AUFGABE:
Schreibe den Text über die Ausstellung „The Day Before Yesterday“ im Anschluss an seinen letzten Satz weiter.
═══ AUSGEWÄHLTER TEXT
Beginnen wir aber im unteren Stock, bei der jüngeren der beiden Ausstellungen: In „The Day Before Yesterday“, sind zeitliche statt räumlichen Relationen entscheidend und zwei Künstler aus dem italienischen Staatsgebiet (Aron Demetz und Nicola Samorì) treffen im Ausstellungsraum auf rumänische Kollegen (Teodora Axente, Ciprian Mureşan). Unter dem Nostalgie und eine greifbar nahe Vergangenheit evozierenden Titel finden sich chimärenhafte Kunstwerke, welche den Betrachter mit einer Mischung moderner und vorvergangener Elemente konfrontieren, wie etwa „IN SIN“ von Axente, welches als kleinformatige Ölarbeit auf die Detailliebe von Portraitmalerei in der Renaissance verweist. In besonderer Weise spricht ihr Werk mit Samoris Arbeiten, einer Skulptur einer weiteren unmöglichen Kreatur da, einer „aufgeschürften“ Übermalung von Onyx und Quarz mit Namen „Blend“ dort. Den Grenzgang zwischen figuralem und zweidimensionalem, in diesem Fall zeichnerischem Arbeiten wagt auch Mureşan, der eine seiner Zeichnungen, wie ein Halbrelief von der Wand abheben lässt. Losgelöst von Wänden bespielt Aron Demetz das Zentrum des Raumes, mit einer Gruppe aus zwei „nackten“ Holzfiguren, die einander neutral (ohne Wertung oder Urteil die Nacktheit übergehen) gegenüberstehen und einem umgestalteten, vor der Entsorgung geretteten Beichtstuhl. Letzterer ist mit Silberfarbe überzogen und grob durch sichtbare Schrauben zusammengehalten. Beides steht im Kontrast mit der ursprünglichen, annähernd gotischen Formensprache des Objekts, wobei vielleicht noch das Streben nach oben zur unwillkürlichen Raumschiffassoziation passt.
══════
═══ AUSGELESENE EINTRÄGE
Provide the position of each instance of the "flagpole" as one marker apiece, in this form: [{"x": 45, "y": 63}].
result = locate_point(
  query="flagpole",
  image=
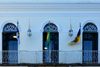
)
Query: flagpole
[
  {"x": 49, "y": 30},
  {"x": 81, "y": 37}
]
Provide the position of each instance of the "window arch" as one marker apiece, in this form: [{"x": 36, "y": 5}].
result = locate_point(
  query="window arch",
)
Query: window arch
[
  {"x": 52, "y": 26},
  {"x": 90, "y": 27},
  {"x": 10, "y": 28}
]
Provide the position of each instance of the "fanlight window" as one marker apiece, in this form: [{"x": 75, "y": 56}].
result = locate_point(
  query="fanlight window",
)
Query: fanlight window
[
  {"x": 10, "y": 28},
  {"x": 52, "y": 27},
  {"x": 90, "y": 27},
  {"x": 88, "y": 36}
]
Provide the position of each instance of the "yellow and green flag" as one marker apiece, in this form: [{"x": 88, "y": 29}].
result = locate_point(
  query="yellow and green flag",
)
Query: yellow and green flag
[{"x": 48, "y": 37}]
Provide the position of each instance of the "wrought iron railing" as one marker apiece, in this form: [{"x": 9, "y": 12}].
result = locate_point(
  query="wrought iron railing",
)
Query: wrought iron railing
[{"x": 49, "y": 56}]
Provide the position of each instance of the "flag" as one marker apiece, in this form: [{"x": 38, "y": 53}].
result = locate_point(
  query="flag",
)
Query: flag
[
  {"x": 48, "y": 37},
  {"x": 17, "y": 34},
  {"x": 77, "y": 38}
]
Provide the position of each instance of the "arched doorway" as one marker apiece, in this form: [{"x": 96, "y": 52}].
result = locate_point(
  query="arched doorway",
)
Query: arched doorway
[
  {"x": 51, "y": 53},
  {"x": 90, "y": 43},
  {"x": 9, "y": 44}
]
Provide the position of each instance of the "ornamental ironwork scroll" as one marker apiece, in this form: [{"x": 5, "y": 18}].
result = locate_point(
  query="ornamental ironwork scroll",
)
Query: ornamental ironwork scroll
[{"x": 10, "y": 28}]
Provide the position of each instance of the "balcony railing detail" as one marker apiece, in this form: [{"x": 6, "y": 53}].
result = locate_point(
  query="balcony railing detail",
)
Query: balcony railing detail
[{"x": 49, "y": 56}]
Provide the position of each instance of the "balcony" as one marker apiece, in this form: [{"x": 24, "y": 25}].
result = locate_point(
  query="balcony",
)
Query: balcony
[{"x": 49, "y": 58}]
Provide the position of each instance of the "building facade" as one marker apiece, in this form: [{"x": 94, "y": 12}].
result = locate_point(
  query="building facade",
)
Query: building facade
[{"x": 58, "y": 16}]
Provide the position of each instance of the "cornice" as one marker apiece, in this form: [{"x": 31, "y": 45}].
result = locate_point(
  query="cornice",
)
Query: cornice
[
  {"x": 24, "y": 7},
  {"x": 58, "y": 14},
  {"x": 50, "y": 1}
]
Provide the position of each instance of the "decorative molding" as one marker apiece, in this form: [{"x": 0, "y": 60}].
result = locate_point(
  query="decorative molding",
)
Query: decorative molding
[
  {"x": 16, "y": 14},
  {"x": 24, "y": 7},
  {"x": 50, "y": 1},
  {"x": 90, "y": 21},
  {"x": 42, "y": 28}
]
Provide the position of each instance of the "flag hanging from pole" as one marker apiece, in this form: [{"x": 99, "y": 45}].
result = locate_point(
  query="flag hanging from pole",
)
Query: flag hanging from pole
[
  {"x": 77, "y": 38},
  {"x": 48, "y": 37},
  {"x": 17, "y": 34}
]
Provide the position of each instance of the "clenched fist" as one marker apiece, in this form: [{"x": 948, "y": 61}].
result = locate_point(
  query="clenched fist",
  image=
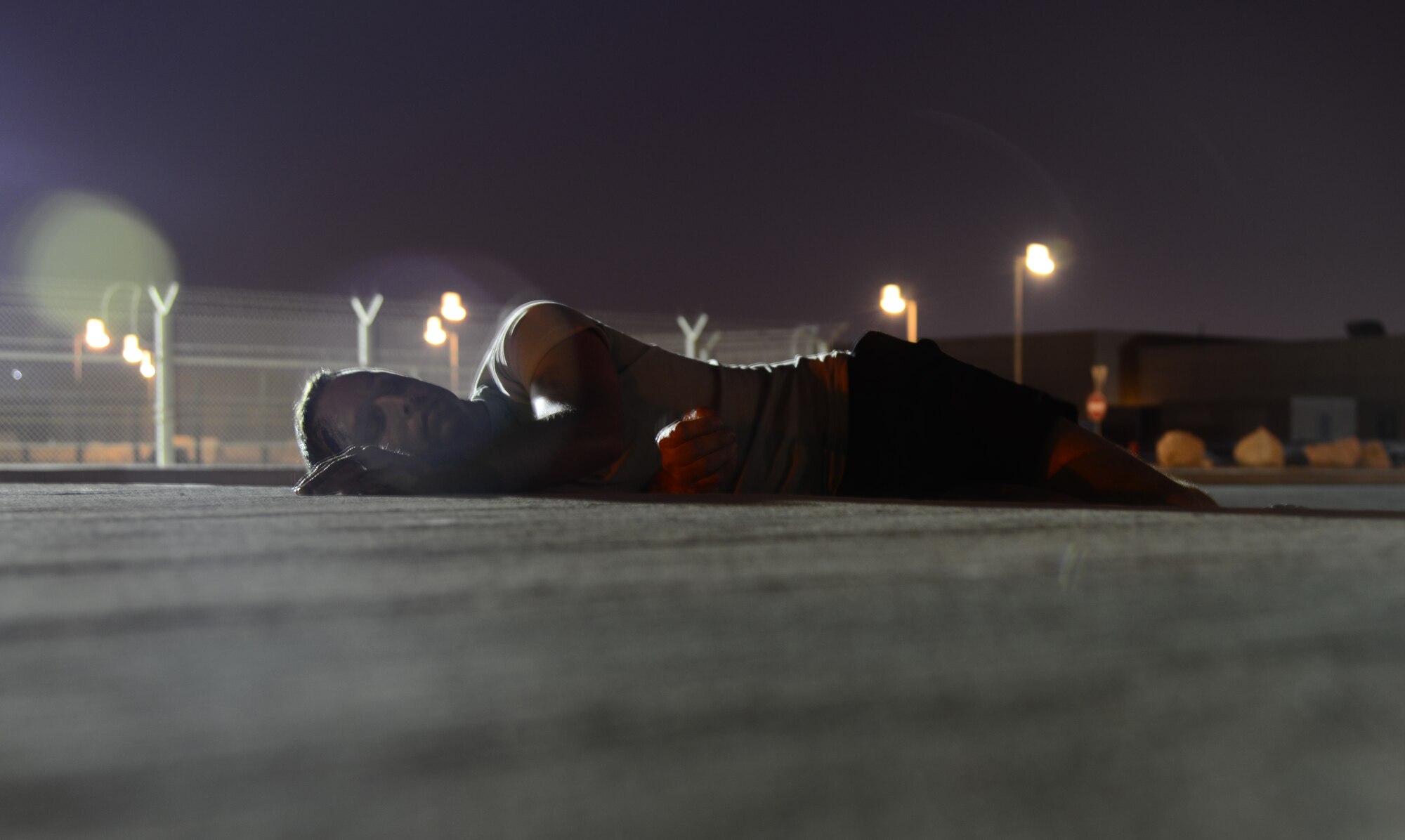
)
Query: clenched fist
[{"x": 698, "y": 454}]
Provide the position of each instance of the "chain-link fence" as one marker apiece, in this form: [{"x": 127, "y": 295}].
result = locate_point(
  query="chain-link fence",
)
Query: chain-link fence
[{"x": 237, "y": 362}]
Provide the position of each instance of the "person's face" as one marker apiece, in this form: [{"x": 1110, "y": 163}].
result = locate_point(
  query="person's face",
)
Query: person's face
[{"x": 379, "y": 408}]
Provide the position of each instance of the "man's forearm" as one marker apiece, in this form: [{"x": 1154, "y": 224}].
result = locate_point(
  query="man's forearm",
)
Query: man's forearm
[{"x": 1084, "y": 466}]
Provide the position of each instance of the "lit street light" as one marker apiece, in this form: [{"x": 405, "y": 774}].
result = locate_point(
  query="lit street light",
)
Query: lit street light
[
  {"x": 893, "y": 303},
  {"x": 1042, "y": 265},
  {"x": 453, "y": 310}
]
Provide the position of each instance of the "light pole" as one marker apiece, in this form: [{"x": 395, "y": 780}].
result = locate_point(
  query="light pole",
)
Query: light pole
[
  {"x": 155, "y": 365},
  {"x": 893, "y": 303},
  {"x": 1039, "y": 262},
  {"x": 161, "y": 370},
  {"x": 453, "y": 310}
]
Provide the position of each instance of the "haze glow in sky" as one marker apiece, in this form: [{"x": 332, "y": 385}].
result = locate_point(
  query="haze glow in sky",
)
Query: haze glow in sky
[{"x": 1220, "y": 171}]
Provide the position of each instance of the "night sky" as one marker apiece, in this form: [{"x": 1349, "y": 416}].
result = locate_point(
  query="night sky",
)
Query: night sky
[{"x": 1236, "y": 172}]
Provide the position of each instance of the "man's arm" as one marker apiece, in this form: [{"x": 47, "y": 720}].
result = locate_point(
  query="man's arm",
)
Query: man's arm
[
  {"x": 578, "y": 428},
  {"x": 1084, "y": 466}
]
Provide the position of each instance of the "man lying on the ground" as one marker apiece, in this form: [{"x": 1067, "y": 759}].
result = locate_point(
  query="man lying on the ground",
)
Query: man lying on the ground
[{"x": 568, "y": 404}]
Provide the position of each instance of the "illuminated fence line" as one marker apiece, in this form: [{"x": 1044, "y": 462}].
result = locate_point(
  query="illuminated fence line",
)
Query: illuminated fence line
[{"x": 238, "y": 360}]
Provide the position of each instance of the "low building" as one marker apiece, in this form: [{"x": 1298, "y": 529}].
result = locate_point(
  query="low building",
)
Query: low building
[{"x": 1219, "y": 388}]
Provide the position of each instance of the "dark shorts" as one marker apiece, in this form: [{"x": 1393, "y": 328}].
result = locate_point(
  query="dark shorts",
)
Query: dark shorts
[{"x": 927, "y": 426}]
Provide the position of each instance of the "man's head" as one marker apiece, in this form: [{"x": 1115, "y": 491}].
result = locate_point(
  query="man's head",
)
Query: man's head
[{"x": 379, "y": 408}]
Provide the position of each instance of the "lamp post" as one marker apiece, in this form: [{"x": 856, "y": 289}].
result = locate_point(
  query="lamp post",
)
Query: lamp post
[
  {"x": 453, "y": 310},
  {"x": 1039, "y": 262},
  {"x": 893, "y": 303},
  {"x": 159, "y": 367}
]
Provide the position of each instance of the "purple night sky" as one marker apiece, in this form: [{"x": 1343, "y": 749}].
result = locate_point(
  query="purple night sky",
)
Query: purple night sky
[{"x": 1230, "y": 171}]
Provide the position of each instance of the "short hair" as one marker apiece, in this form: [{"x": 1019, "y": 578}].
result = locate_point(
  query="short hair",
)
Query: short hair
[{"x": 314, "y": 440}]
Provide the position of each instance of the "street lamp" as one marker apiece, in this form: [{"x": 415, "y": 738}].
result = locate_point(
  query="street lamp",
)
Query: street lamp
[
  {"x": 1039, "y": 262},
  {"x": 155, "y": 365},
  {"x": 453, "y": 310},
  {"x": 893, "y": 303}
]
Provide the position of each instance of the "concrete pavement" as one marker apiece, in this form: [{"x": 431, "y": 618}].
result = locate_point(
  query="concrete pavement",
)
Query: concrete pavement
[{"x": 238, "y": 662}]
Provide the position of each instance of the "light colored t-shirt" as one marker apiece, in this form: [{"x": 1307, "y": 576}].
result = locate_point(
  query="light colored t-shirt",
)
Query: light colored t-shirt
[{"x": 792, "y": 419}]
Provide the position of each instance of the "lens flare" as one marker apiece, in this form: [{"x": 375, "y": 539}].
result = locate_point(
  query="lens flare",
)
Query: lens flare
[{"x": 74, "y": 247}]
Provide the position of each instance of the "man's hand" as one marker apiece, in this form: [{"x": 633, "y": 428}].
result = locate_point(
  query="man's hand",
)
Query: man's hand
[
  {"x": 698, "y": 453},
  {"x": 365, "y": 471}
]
══════
═══ AUSGELESENE EINTRÄGE
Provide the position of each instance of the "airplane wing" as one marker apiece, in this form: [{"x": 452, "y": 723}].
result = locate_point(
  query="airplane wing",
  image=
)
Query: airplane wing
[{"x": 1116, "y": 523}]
══════
═══ AUSGELESENE EINTRÄGE
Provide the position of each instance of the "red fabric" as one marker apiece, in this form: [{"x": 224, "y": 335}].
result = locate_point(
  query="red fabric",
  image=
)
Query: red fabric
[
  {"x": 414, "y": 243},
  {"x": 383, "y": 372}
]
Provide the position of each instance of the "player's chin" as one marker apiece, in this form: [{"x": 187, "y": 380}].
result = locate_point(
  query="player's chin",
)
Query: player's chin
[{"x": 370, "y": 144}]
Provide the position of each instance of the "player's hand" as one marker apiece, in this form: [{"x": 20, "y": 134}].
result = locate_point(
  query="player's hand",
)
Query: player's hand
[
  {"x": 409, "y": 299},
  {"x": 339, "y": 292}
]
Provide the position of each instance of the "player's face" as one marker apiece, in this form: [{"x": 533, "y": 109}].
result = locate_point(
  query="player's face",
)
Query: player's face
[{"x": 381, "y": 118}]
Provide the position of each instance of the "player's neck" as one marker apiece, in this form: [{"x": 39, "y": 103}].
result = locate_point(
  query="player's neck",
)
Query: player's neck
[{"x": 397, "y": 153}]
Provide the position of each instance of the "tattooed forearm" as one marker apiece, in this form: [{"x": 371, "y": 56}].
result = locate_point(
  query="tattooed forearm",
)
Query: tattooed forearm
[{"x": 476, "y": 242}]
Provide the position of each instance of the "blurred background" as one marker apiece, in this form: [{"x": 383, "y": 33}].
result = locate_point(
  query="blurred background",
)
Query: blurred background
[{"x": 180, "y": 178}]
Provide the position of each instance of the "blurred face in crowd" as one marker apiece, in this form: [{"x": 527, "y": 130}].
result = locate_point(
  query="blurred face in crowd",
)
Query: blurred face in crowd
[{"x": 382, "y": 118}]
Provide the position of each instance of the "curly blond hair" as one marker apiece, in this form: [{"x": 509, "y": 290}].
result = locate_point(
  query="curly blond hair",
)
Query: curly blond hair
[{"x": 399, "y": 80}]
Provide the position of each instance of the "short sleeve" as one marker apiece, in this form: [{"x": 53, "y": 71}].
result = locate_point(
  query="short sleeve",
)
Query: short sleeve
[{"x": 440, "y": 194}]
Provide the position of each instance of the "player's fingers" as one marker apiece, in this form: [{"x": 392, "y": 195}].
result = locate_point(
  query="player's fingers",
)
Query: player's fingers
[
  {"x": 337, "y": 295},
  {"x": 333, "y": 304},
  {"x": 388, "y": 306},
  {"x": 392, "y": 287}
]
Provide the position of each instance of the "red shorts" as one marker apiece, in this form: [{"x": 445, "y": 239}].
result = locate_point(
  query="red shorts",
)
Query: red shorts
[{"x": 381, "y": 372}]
══════
LÖSUNG:
„The Day Before Yesterday“
„The Day Before Yesterday“: Aus der Zeit gefallene Werke verweisen auf verschiedene, nähere und entferntere, reale und imaginierte Zeiten. | Foto Luca Meneghel
 

Das Haus


Was macht ein Haus aus? Vier Wände und ein Dach und noch so vieles mehr. Betritt man eine fremde Wohnung, die denselben Grundriss wie die eigene hat, so ist rasch deutlich, dass es beim Begriff „Zuhause“ um etwas schwer greifbares geht. Da passt es ganz gut, dass Robert Bosisios „Interior“ uns im Großformat abholt. Wir sehen eine Wohnung ohne ihre Bewohner, Details verschwimmen in Unschärfe und es geht ums Einfangen einer Lichtstimmung, welcher der digitale Raum und Abbilder nur schwer gerecht werden. Das „Innen“ der Wohnung erlaubt einen andeutungsweisen Blick in das „Innen“ einer Stimmung.
 
„Das-ist-das-Haus-vom-Ni-ko-laus“
„Das-ist-das-Haus-vom-Ni-ko-laus“: Martina Steckholzer und Robert Bosisio präsentieren ihre jeweils eigenen Ideen von Haus und Zuhause. | Foto: Luca Meneghel
 
Die acht (wie die Silben eines Kinderspiels) auf drei Räume verteilten Künstlerinnen wagen dabei einen jeweils individuellen Zugang, eine persönliche Deutung des Begriffs „Haus“. Für Martina Steckholzer sind es sechs Aquarelle, an die Motive von Tarrotkarten angelehnt, welche das mystische dieses persönlichen Allerheiligsten ablichten, während im selben Raum (sowie zwei Zimmer weiter) Sophie Hirsch mit „Public Intimacy“ das Rituelle der Kunst durchbricht und zur Berührung mit Kunst einlädt. Angelehnt an die (in Kinder- und Erwachsenengröße) aus dem Federkern einer Matratze ausgearbeiteten Wandarbeiten, geht eine Diagonale zurück zu Bosisios Stimmungsbild.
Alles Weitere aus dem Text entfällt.